**Position annotation records:**
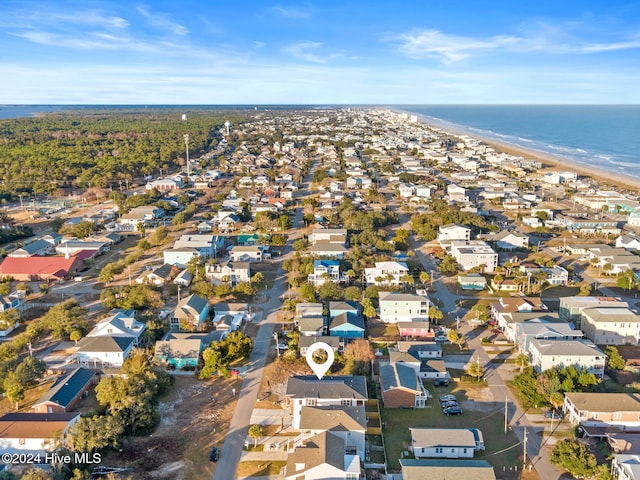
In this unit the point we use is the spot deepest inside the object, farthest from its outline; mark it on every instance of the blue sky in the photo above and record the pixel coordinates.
(328, 52)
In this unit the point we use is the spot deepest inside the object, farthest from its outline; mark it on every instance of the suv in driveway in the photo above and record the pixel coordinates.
(213, 456)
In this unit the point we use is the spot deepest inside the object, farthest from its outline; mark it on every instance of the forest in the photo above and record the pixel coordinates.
(100, 148)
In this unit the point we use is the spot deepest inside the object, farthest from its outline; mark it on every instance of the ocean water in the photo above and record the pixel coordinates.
(604, 136)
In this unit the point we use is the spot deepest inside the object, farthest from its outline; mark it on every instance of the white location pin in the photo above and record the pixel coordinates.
(320, 368)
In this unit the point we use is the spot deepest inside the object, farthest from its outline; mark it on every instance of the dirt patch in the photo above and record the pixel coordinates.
(195, 415)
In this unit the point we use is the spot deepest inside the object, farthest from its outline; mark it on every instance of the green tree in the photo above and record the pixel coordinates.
(454, 337)
(522, 361)
(352, 293)
(368, 310)
(435, 315)
(256, 432)
(615, 361)
(475, 370)
(575, 457)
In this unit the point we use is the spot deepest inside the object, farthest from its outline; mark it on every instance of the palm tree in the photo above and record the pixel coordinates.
(255, 432)
(522, 361)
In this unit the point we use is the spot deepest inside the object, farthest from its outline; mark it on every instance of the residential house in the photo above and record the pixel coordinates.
(450, 232)
(625, 466)
(66, 392)
(46, 269)
(304, 342)
(190, 313)
(345, 321)
(309, 391)
(103, 351)
(401, 387)
(120, 323)
(583, 355)
(473, 281)
(446, 469)
(230, 271)
(249, 254)
(415, 329)
(159, 276)
(571, 308)
(403, 307)
(180, 350)
(508, 241)
(34, 433)
(526, 331)
(347, 423)
(386, 273)
(611, 326)
(421, 349)
(38, 247)
(326, 270)
(603, 409)
(323, 456)
(445, 442)
(474, 253)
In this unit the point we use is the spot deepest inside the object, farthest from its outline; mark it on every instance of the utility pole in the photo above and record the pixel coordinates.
(525, 447)
(506, 413)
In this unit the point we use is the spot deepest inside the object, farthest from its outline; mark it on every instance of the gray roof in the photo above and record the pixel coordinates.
(443, 437)
(334, 418)
(566, 347)
(446, 469)
(343, 386)
(605, 402)
(610, 314)
(67, 387)
(104, 344)
(397, 375)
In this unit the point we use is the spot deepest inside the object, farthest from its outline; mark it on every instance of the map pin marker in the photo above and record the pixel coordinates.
(320, 368)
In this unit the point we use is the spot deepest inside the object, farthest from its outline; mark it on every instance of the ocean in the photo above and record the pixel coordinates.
(602, 136)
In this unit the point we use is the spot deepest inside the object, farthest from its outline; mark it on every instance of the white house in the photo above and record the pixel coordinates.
(34, 433)
(611, 326)
(323, 456)
(252, 253)
(582, 355)
(446, 442)
(447, 233)
(309, 391)
(232, 272)
(386, 273)
(104, 351)
(121, 323)
(403, 307)
(474, 253)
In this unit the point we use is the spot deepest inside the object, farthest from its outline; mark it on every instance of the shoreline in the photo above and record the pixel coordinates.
(550, 161)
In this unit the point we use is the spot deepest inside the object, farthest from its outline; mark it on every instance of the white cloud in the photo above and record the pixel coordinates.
(310, 52)
(421, 44)
(162, 21)
(295, 13)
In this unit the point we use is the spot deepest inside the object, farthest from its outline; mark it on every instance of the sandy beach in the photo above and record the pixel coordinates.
(614, 180)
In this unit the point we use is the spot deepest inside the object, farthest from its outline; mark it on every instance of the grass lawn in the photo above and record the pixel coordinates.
(397, 436)
(259, 469)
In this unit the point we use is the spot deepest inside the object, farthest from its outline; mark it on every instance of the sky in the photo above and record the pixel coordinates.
(319, 52)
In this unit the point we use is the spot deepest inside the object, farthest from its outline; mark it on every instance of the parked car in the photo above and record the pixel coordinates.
(552, 414)
(213, 456)
(452, 411)
(448, 398)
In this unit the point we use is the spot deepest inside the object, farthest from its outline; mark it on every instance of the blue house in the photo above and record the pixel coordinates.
(180, 350)
(345, 321)
(192, 311)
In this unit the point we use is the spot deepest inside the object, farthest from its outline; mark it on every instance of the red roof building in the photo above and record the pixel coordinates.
(40, 268)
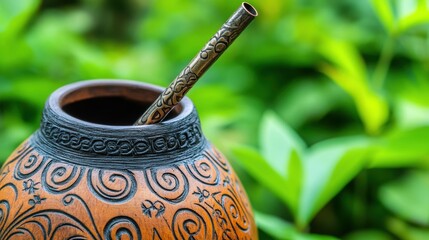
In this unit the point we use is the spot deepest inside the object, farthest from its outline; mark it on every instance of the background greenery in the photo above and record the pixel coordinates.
(322, 106)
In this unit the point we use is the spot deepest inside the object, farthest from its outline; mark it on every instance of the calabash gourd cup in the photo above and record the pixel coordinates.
(88, 173)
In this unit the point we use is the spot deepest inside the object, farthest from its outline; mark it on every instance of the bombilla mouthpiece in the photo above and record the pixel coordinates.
(217, 45)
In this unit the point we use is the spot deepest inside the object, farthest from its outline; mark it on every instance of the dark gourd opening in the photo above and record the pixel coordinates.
(121, 107)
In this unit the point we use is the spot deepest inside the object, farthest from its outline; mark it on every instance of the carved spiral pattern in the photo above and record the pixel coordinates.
(190, 224)
(58, 177)
(28, 166)
(112, 186)
(168, 183)
(4, 212)
(122, 228)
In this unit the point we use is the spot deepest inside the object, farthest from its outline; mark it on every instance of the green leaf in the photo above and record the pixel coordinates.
(13, 17)
(385, 13)
(278, 141)
(405, 231)
(349, 72)
(328, 167)
(280, 229)
(259, 168)
(407, 197)
(368, 235)
(404, 147)
(274, 226)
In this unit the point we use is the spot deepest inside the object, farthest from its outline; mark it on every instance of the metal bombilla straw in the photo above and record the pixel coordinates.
(199, 65)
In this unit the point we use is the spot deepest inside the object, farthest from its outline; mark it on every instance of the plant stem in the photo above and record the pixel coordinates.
(383, 63)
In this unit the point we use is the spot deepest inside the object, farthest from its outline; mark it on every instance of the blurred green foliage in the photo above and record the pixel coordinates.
(322, 106)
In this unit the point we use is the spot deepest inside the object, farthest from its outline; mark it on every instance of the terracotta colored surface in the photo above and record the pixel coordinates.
(66, 182)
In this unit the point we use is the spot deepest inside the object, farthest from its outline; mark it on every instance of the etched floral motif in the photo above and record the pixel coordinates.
(149, 206)
(30, 186)
(36, 200)
(202, 194)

**SHORT EXERCISE:**
Please write out all the data again word for word, but not the pictures.

**REPLY:**
In this unit the point we use is the spot deepest inside the object, farthest from its outline; mark it on every instance of the blue sky in the photo above and record the pixel coordinates.
(328, 52)
In this unit the point we use is the spot deepest inside the object, farthest from its outline; mark it on every instance of the suv in driveway in the photo above and record the pixel coordinates.
(213, 456)
In this unit the point we use is the spot deepest inside the object, farthest from its outline; mark it on every instance of the forest in the photo above and record the pixel coordinates.
(100, 148)
In this unit the point we use is the spot deepest inside the object, farthest from its outline; mark it on every instance of the ocean water in the photo above and record the pixel coordinates.
(604, 136)
In this unit the point we use is the spot deepest inside the object, farthest from its outline; mark it on every instance of the white location pin in the photo above and record the pixel coordinates.
(320, 368)
In this unit the point we use is the spot deepest inside the object, farthest from its outline; mark it on every instance of the dirt patch in the photo above and record the pixel coordinates.
(195, 415)
In this unit the point we use is the spot deepest inside the object, farthest from its outline; mark it on every instance of the green tree in the photo above and record the pixel coordinates.
(454, 337)
(522, 361)
(352, 293)
(368, 310)
(435, 315)
(256, 432)
(615, 361)
(475, 370)
(575, 457)
In this unit the point we use is the spot deepest inside the object, farthest from its outline; mark it on every instance of the palm tree in the photo above and record the pixel coordinates.
(255, 432)
(522, 361)
In this unit the point we use is the spot deepest inside the object, farthest from its outline; mark it on every instance of the residential house in the photo above and record the pixel coordinates.
(450, 232)
(625, 466)
(66, 392)
(46, 269)
(304, 342)
(190, 313)
(345, 321)
(309, 391)
(103, 351)
(401, 387)
(120, 323)
(583, 355)
(473, 281)
(446, 469)
(230, 271)
(249, 254)
(415, 329)
(159, 276)
(571, 308)
(403, 307)
(180, 350)
(508, 241)
(34, 433)
(526, 331)
(347, 423)
(386, 273)
(611, 326)
(421, 349)
(38, 247)
(326, 270)
(603, 409)
(323, 456)
(445, 442)
(474, 253)
In this unit the point we use is the spot deepest inside the object, farthest from its outline; mark it on every instance of the utility pole in the photo above and record the pixel coordinates.
(525, 447)
(506, 413)
In this unit the point we use is the spot deepest inside the object, farthest from its outline; mark it on every instance of the gray roof in the photo above and record the pixel coordinates.
(443, 437)
(334, 418)
(566, 347)
(446, 469)
(343, 386)
(605, 402)
(610, 314)
(67, 387)
(104, 344)
(397, 375)
In this unit the point we use is the spot deepest inside the object, farthest from its outline; mark it on every instance of the map pin marker in the photo above and record the pixel coordinates.
(320, 368)
In this unit the point we use is the spot deepest inside the object, farthest from its outline; mark it on every instance of the ocean in the photo above and record the pixel coordinates.
(602, 136)
In this unit the point we use is the spot deepest inside the object, farthest from its outline; mark it on every instance of the white house in the photo above and record the pixel coordinates.
(34, 433)
(611, 326)
(323, 456)
(252, 253)
(582, 355)
(446, 442)
(447, 233)
(309, 391)
(232, 272)
(386, 273)
(104, 351)
(121, 323)
(403, 307)
(474, 253)
In this unit the point we use is the spot deepest inside the object, farthest from its outline; mark it on every instance of the shoreline in the photo above and record the pixel coordinates.
(550, 161)
In this unit the point we use is the spot deepest inside the object, farthest from its outline; mark it on every instance of the white cloud in the photo above and record the pixel coordinates.
(310, 52)
(421, 44)
(162, 21)
(295, 13)
In this unit the point we use is the spot deepest inside the object, farthest from its outline; mark it on every instance of the sandy beach in the photo above and record the pixel coordinates.
(614, 180)
In this unit the point we use is the spot deepest inside the object, farthest from its outline; mark it on every instance of the grass lawn in the photo above and record the pixel coordinates.
(397, 436)
(259, 469)
In this unit the point we use is the spot deepest inside the object, farthest from its outline; mark it on every instance of the sky in the photo above and record the pixel coordinates.
(319, 52)
In this unit the point we use is the spot deepest inside the object, farthest from its outline; mark it on every instance of the parked car in the photo above and record the pixel coordinates.
(552, 414)
(213, 456)
(452, 411)
(448, 398)
In this unit the point we use is the spot deepest inside the object, farthest from its outline; mark it on every instance of the blue house in the photo above and record the pixel coordinates.
(180, 350)
(345, 321)
(192, 311)
In this unit the point we use is the spot deepest inside the object, farthest from its outline; mark it on every instance of the red roof building in the photo above and record the pixel coordinates.
(40, 268)
In this unit the point we use is the spot deepest inside the object, farthest from its outline; mark it on every instance of the background greenery in the photo above and record the pixel coordinates.
(322, 106)
In this unit the point we use is the spot deepest inside the object, farthest from its outline; mark it on every instance of the calabash gourd cup in the photo above and record the pixel coordinates.
(88, 173)
In this unit the point we use is the spot deepest inside the object, farthest from its outline; mark it on every instance of the bombilla mouthpiece in the photo above and record the pixel coordinates.
(217, 45)
In this unit the point we use is the spot deepest inside the object, farthest from its outline; mark it on every instance of the dark gourd opening in the photo above and record the pixel coordinates.
(121, 107)
In this unit the point we use is the spot deepest inside the object, farthest from its outline; mark it on every instance of the carved spiral pattern in the photo above and record the pixel coordinates.
(190, 224)
(58, 177)
(28, 166)
(112, 186)
(168, 183)
(4, 212)
(122, 228)
In this unit the point we use is the spot deepest inside the object, farthest from its outline; mark it on every instance of the green leaf in the photo above and record the pixel coordinates.
(13, 17)
(385, 13)
(278, 141)
(405, 231)
(349, 72)
(328, 167)
(280, 229)
(259, 168)
(407, 197)
(368, 235)
(404, 147)
(274, 226)
In this unit the point we use is the spot deepest inside the object, farthest from its outline; mark it on every instance of the metal bombilla straw in the photo above and record the pixel coordinates.
(199, 65)
In this unit the point we use is the spot deepest inside the object, farthest from its outline; mark it on every instance of the plant stem in the photo above and record the pixel coordinates.
(383, 63)
In this unit the point we use is the spot deepest inside the object, farthest from its outline; mark it on every instance of the blurred green foliage in the photo above and record the pixel coordinates.
(322, 106)
In this unit the point we use is the spot deepest inside the object, farthest from its outline; mark it on every instance of the terracotta colored surface in the photo above and record the pixel coordinates.
(66, 182)
In this unit the point we use is the spot deepest inside the object, farthest from its outline; mark it on every instance of the etched floral motif in the photo above and record the pixel coordinates.
(149, 206)
(30, 186)
(36, 200)
(202, 194)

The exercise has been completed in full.